## Goal
Return exactly the span of lines that opens with the line containing "Could you please point out the stream" and closes with the last line of the data, inclusive.

## Supplied entries

● ● ● ● ●

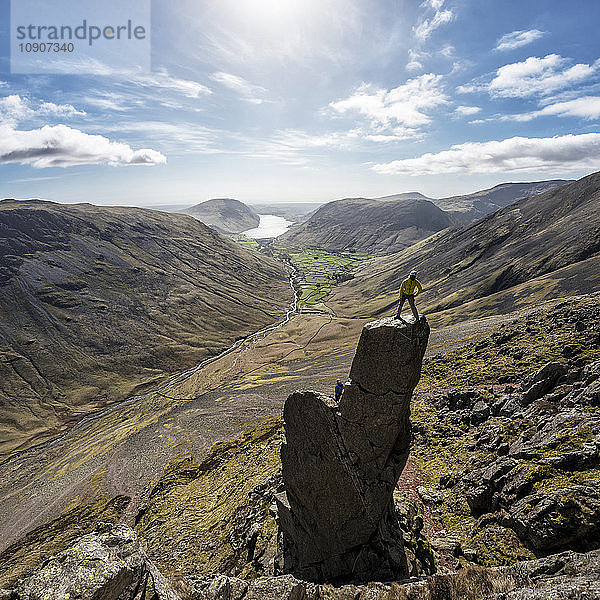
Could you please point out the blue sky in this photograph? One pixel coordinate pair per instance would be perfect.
(312, 100)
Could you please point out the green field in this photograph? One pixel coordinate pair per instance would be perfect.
(319, 271)
(246, 242)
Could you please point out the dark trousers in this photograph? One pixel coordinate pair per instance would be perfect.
(411, 302)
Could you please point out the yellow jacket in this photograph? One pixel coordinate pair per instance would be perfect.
(410, 286)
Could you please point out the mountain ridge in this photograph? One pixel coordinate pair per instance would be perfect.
(226, 215)
(98, 303)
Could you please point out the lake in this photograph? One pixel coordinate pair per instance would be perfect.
(269, 226)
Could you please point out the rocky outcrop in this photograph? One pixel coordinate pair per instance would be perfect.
(562, 576)
(341, 463)
(543, 482)
(106, 565)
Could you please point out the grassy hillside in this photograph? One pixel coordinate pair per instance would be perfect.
(513, 254)
(367, 225)
(97, 303)
(470, 207)
(226, 215)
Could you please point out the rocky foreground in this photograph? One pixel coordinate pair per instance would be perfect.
(505, 442)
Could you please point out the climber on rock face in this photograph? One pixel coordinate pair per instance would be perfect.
(339, 388)
(408, 290)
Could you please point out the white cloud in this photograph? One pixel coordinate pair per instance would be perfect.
(63, 146)
(162, 79)
(414, 60)
(427, 26)
(538, 76)
(404, 105)
(434, 4)
(252, 93)
(518, 154)
(516, 39)
(448, 51)
(587, 107)
(465, 111)
(14, 108)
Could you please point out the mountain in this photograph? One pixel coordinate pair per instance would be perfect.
(292, 211)
(367, 225)
(470, 207)
(226, 215)
(405, 196)
(97, 303)
(531, 250)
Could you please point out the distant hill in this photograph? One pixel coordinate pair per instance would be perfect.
(538, 248)
(97, 303)
(405, 196)
(470, 207)
(226, 215)
(292, 211)
(367, 225)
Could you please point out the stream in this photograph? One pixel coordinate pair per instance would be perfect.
(174, 380)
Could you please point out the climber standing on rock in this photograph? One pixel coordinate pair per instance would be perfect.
(339, 388)
(410, 288)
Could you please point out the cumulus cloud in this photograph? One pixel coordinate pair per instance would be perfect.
(465, 111)
(14, 108)
(63, 146)
(587, 107)
(414, 60)
(538, 76)
(516, 39)
(513, 155)
(440, 17)
(404, 105)
(250, 92)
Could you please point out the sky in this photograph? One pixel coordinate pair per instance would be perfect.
(312, 100)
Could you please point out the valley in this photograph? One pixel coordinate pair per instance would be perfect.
(197, 455)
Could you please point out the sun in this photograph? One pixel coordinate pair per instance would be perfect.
(270, 11)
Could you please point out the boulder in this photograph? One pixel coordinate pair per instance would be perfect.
(340, 463)
(106, 565)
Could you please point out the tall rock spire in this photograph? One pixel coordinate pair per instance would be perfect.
(342, 462)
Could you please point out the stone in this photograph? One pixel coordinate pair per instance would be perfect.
(566, 518)
(340, 463)
(480, 413)
(542, 381)
(108, 565)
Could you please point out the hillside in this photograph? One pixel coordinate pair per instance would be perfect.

● ● ● ● ●

## Answer to this exercise
Could you please point out the stream in this photograph? One pixel coordinate pair per instance would be perfect.
(174, 380)
Could you please point out the climber standing on rock in this photograph? One pixel coordinate pair per instance would be perfect.
(339, 388)
(410, 288)
Could you please point out the cumulus cloud in this photograph? One pixel coordinate pair per instance would be perfect.
(465, 111)
(14, 108)
(63, 146)
(587, 107)
(414, 60)
(538, 76)
(516, 39)
(513, 155)
(440, 17)
(404, 105)
(250, 92)
Could you please point out the sky in this photograph? One pixel coordinate pair per instance would be perfect.
(312, 100)
Could you please point out the valley in this photograph? One pixel coordinate pair per instance would be perfect.
(197, 455)
Could you please point out the sun in this photograph? One pixel coordinate pair per instance would be perfect.
(270, 11)
Could you please point out the boulder in this photograph? One pixel coordinate pair per instance would be perfect.
(340, 463)
(106, 565)
Could you please point out the tall rock spire in this photograph? One pixel coordinate pair per instance would be perfect.
(342, 462)
Could you please point out the stone in this photograph? One pixel coordinate pair per instance would be perfect.
(566, 518)
(340, 463)
(480, 413)
(542, 381)
(108, 565)
Could you please point out the hillside in this photograph? One pixel coordinate pair per instance would be perfect.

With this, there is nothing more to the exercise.